(Pointing dataset records)
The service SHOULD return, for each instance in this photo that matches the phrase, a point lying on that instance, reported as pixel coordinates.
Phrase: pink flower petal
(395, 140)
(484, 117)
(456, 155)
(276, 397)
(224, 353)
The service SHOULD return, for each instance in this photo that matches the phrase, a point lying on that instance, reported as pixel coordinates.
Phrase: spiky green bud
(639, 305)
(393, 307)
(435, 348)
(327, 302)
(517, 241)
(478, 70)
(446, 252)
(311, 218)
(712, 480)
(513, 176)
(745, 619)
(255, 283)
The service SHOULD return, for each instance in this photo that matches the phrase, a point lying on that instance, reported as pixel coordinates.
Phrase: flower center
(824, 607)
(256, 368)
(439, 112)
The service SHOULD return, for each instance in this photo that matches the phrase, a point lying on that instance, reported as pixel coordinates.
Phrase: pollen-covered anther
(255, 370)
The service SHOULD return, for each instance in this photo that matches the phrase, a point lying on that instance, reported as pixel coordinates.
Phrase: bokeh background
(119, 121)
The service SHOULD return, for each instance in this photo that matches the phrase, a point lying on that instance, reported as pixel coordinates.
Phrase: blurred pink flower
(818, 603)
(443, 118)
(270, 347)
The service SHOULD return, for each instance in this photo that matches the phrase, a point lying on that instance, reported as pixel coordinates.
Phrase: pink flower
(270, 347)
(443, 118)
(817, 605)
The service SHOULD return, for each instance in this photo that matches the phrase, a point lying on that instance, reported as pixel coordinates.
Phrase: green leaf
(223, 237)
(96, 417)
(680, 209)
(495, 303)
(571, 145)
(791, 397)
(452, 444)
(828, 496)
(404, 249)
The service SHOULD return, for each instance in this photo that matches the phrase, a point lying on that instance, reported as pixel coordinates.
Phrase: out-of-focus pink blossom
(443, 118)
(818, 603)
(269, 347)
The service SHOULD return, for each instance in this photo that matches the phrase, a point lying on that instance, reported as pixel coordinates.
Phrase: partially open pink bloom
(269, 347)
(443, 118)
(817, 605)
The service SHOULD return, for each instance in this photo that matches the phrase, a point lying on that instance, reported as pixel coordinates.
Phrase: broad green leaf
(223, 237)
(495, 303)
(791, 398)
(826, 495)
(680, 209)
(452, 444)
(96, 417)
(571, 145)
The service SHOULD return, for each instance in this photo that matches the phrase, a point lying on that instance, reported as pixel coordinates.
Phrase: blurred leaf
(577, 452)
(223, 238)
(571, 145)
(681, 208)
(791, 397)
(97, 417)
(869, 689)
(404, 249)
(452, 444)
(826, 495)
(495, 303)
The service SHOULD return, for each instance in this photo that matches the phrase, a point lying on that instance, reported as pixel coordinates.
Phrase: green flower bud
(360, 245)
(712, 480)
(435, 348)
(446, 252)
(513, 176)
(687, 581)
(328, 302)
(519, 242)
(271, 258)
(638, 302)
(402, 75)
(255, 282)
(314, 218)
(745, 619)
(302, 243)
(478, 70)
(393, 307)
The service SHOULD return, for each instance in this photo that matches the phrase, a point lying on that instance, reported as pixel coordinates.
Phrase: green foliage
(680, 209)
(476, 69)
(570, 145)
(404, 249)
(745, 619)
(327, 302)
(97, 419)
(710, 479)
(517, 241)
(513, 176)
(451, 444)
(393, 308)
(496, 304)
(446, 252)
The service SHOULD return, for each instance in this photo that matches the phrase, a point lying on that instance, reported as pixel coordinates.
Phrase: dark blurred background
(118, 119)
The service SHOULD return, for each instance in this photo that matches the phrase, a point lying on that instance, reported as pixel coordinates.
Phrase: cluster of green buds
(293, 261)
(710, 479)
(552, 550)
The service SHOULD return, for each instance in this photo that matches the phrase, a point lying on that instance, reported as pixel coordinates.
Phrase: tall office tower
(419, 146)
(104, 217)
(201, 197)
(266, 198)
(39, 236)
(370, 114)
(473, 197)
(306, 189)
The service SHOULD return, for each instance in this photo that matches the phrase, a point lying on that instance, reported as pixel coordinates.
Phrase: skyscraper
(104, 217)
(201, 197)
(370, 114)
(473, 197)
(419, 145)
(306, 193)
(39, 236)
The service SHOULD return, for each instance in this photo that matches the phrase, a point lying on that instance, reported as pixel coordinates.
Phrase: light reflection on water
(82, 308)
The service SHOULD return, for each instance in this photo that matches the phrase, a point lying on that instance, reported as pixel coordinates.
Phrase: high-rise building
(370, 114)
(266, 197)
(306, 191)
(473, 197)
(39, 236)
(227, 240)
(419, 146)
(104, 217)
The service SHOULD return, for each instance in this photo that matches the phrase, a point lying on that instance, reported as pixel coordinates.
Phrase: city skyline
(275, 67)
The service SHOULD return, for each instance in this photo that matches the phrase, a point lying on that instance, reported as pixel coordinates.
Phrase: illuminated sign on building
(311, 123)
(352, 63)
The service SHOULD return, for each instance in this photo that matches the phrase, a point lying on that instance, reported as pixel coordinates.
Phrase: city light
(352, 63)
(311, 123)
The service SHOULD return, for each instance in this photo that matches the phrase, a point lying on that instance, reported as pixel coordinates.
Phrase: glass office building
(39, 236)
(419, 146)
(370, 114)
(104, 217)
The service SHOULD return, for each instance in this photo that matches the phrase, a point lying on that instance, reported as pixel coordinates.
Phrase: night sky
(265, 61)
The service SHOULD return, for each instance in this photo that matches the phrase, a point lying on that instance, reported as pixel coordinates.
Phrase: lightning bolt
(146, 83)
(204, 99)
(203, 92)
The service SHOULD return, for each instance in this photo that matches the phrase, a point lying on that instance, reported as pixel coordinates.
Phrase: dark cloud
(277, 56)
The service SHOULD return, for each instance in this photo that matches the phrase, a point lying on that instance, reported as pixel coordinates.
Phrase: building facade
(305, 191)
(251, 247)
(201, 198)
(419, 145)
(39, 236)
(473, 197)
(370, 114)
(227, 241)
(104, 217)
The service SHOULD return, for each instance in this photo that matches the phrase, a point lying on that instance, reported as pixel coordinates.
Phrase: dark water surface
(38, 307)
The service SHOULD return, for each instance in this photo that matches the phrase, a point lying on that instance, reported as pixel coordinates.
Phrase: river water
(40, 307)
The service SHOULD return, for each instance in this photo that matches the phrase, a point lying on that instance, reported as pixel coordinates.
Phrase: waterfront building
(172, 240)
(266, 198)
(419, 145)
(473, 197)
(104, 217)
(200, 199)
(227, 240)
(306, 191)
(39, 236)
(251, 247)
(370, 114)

* PROMPT:
Report, copied in full, each line of the listing above that contains the word "pink". Case matters, so count only matches with identical capitalization.

* REPLY:
Phrase: pink flower petal
Phrase: blurred pink flower
Phrase: pink flower
Phrase: out-of-focus pink blossom
Phrase: partially open pink bloom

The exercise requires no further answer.